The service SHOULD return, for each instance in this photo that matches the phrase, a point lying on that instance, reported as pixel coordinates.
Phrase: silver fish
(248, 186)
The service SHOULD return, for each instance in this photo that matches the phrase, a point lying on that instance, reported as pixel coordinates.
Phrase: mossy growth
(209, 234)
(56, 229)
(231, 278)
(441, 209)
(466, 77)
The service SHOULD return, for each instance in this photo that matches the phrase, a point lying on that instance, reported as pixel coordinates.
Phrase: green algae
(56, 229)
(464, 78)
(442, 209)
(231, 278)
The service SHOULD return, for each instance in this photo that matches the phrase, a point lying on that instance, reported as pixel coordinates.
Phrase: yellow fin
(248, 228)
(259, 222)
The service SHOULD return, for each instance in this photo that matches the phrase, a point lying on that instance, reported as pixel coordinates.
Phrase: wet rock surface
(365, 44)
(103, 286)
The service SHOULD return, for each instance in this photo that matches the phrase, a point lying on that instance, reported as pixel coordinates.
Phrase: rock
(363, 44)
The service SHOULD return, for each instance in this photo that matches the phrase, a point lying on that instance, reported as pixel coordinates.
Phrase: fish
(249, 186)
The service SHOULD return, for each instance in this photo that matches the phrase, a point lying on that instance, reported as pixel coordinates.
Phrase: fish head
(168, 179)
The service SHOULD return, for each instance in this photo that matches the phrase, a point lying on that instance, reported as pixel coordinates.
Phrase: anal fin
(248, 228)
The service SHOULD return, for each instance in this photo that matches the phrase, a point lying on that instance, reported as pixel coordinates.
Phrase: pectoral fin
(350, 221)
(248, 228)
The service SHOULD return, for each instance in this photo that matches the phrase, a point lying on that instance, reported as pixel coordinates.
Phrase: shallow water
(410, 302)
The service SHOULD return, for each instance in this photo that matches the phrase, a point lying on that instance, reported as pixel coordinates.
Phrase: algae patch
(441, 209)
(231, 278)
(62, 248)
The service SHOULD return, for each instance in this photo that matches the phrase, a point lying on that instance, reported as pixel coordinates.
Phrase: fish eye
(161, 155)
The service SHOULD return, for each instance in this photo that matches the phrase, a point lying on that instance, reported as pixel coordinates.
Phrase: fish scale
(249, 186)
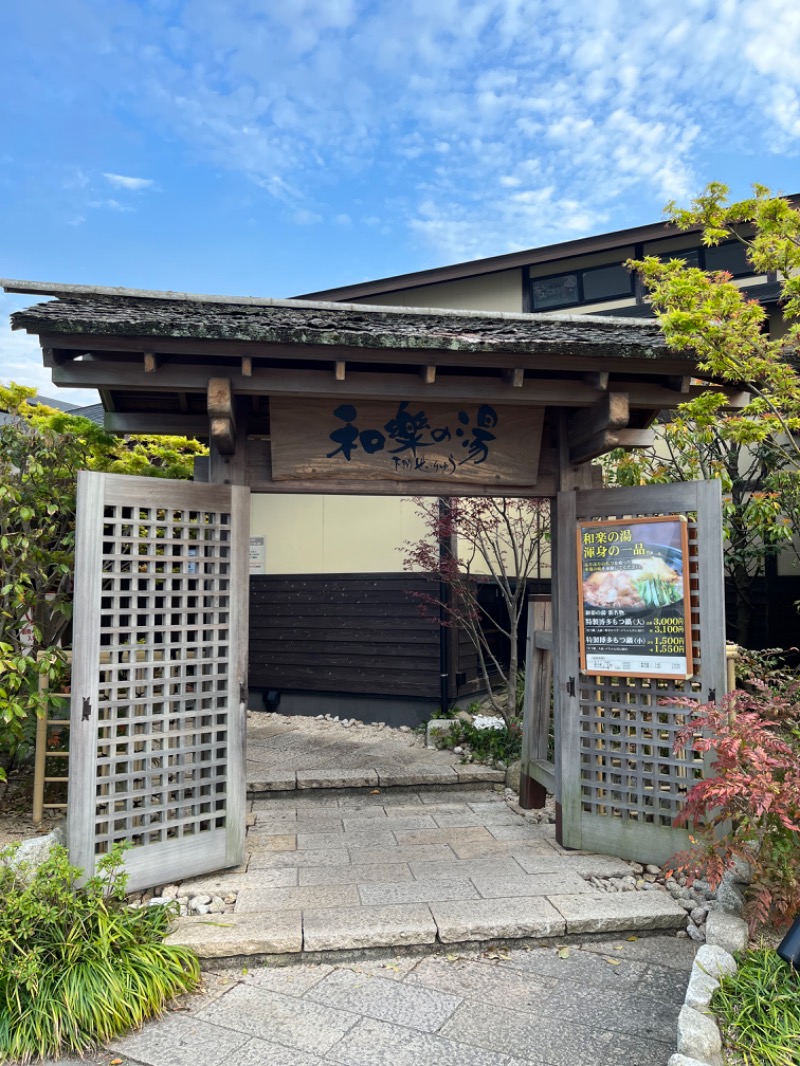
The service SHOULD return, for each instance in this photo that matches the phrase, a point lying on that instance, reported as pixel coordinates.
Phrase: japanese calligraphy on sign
(405, 440)
(634, 597)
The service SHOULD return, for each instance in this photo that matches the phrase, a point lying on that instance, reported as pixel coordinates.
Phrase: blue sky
(269, 147)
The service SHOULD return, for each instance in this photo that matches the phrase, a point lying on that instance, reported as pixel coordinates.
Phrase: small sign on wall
(635, 597)
(258, 554)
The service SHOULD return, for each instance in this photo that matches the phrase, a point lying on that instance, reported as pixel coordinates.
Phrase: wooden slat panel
(566, 725)
(159, 758)
(358, 633)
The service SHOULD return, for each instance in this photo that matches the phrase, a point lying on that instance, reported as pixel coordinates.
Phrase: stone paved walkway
(603, 1003)
(393, 920)
(348, 870)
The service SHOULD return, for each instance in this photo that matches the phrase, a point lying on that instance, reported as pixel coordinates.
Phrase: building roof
(514, 260)
(160, 315)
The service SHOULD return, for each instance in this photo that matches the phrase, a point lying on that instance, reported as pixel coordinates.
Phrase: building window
(731, 256)
(580, 287)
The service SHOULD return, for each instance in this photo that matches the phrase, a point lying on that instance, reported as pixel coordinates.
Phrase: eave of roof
(110, 312)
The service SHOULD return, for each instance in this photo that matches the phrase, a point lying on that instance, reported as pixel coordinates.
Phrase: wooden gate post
(538, 771)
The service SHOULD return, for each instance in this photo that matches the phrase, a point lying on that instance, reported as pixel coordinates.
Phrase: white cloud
(452, 106)
(131, 184)
(305, 217)
(110, 205)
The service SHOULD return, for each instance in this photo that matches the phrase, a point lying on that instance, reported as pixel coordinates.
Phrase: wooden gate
(159, 674)
(619, 784)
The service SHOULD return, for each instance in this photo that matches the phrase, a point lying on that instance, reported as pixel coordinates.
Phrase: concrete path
(598, 1003)
(350, 870)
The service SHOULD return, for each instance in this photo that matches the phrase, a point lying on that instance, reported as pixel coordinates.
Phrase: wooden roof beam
(222, 415)
(611, 412)
(514, 377)
(597, 380)
(606, 440)
(174, 378)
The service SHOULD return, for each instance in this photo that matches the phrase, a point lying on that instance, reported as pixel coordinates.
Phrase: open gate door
(159, 676)
(619, 782)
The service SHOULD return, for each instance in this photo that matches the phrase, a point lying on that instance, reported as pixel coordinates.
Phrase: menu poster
(634, 597)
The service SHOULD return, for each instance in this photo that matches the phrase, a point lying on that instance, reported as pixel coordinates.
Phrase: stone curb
(299, 932)
(699, 1037)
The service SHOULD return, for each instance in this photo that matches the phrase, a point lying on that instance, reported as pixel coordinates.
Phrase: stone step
(296, 933)
(412, 776)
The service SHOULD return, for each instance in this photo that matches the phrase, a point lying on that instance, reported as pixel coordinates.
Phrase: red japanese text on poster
(634, 597)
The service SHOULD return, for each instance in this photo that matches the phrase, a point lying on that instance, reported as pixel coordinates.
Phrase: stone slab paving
(595, 1003)
(371, 869)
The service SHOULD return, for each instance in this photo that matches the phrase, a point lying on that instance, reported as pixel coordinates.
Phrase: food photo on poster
(634, 597)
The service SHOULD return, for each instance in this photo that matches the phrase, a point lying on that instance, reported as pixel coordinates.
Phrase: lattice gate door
(159, 676)
(619, 784)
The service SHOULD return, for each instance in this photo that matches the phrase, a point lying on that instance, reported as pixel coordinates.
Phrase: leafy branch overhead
(712, 316)
(753, 452)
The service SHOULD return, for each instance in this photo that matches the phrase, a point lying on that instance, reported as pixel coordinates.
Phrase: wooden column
(537, 705)
(229, 468)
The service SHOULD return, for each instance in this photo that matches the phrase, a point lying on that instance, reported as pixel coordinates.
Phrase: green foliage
(485, 744)
(41, 452)
(753, 451)
(758, 1010)
(77, 965)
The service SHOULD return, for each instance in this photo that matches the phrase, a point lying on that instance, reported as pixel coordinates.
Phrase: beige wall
(334, 534)
(340, 534)
(491, 292)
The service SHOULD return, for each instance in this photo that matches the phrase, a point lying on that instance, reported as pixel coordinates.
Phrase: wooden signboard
(406, 440)
(634, 597)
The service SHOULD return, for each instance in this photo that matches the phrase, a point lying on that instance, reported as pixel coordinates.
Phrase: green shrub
(491, 744)
(77, 965)
(758, 1011)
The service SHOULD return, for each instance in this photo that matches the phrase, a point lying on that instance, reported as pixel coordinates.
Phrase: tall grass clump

·····

→ **WRITTEN INSTRUCTION**
Gather every line in the entries above that contains the word "wall", and copy each one in full.

→ **TASK RESULT**
Phrase: small sign on wall
Phrase: beige wall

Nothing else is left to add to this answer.